(Dataset entries)
....
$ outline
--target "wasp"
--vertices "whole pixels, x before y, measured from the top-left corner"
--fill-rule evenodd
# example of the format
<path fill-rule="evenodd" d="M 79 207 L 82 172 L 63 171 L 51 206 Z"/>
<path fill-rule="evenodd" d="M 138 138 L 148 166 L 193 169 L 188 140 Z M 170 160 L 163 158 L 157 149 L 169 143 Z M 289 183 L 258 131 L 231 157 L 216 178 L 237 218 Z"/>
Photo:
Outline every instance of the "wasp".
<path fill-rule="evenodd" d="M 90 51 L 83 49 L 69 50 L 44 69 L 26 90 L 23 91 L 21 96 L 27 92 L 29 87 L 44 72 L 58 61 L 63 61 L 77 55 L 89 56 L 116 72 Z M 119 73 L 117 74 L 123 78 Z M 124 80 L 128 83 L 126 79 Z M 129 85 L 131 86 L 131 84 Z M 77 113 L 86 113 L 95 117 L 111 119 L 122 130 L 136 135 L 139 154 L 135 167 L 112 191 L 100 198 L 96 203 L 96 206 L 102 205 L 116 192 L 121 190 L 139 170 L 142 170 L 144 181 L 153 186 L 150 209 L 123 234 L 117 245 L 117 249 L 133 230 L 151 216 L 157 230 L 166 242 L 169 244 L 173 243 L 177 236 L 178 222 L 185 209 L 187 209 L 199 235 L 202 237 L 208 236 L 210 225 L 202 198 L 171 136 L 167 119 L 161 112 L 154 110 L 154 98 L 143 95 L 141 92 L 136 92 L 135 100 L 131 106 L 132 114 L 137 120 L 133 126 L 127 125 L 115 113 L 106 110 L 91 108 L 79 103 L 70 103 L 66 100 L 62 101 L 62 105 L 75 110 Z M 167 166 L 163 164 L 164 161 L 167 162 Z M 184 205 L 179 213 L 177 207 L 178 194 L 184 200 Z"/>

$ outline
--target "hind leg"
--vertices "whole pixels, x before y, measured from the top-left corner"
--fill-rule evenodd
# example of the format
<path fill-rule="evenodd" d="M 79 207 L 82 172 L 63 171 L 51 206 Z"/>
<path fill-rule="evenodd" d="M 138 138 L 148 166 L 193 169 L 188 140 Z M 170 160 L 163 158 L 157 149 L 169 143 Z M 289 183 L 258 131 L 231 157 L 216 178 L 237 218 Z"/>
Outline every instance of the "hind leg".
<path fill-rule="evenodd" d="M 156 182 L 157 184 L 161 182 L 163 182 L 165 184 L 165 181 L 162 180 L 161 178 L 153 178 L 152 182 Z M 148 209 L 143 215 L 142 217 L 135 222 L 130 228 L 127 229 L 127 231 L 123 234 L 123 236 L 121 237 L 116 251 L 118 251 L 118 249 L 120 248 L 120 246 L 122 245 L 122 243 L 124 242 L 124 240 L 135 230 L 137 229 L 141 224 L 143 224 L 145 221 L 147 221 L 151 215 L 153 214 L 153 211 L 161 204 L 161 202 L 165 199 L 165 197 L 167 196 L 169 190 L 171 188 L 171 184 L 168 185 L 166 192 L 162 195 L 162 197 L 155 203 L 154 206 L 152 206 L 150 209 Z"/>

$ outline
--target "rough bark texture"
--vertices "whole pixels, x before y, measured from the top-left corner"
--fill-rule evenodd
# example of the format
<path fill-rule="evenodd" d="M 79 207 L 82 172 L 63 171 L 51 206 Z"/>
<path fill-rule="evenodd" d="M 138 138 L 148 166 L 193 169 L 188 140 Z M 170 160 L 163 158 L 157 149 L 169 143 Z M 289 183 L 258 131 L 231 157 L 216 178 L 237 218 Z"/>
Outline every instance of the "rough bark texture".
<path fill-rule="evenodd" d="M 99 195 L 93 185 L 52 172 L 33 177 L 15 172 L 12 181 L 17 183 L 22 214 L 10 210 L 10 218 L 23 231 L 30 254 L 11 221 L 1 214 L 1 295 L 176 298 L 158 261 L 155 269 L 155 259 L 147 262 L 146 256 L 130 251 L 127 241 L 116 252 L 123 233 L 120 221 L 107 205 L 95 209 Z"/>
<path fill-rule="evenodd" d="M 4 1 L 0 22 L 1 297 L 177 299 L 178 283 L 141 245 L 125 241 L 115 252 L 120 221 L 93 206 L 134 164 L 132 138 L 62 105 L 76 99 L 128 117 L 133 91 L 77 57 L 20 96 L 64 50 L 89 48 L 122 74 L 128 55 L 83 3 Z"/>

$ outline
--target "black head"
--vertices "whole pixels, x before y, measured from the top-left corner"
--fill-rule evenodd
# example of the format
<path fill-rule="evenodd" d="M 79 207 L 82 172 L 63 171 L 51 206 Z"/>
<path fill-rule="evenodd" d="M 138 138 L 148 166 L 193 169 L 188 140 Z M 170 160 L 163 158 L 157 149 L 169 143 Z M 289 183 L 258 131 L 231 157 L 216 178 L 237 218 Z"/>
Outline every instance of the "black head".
....
# [What is being asked]
Every line from the data above that contains "target" must appear in the answer.

# [Task answer]
--target "wasp"
--target "hind leg"
--target "rough bark texture"
--target "black head"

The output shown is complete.